Exercise materials below:
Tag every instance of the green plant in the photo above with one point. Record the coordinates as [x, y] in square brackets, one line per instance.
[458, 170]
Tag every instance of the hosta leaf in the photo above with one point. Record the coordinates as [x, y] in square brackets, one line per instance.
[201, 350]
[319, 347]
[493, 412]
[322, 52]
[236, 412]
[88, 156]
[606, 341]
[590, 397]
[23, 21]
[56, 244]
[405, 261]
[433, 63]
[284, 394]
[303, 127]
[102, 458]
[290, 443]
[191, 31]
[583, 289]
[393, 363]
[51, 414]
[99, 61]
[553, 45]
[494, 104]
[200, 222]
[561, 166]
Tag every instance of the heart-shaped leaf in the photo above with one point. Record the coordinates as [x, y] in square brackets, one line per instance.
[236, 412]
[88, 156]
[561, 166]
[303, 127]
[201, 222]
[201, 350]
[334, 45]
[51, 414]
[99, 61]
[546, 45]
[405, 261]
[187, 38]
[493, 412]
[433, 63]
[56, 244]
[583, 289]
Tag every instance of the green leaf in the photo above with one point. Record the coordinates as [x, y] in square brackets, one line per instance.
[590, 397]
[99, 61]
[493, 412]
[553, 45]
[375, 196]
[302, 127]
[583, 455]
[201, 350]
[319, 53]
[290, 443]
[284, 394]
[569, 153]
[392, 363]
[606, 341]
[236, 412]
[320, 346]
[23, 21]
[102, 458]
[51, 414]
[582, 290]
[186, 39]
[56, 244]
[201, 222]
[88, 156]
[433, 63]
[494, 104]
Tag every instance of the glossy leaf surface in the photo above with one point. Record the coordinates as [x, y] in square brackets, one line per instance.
End of Exercise materials.
Exercise materials below:
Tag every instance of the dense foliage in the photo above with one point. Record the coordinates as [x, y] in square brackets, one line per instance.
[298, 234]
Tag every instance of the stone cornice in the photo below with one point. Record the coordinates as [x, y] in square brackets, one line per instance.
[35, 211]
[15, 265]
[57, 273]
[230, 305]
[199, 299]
End of Exercise materials.
Write down, word for word, the lines above from the one containing "Tag every instance of the green leaf" through the one containing "Tag every instance of the glossy", both ends included.

Problem solution
Tag every instance of the green leaf in the photo above with one point. Record the coordinates as [x, y] in square brackets, one line per instance.
[590, 397]
[99, 61]
[493, 412]
[553, 45]
[375, 196]
[302, 127]
[583, 455]
[201, 350]
[319, 53]
[290, 443]
[284, 394]
[569, 153]
[392, 363]
[606, 341]
[236, 412]
[320, 346]
[23, 21]
[102, 458]
[51, 414]
[582, 290]
[186, 39]
[56, 244]
[201, 222]
[88, 156]
[433, 63]
[494, 104]
Tag every instance of the glossy leaf surface in the photo above with one point. Record the coordinates as [x, y] in square brackets, one line per instance.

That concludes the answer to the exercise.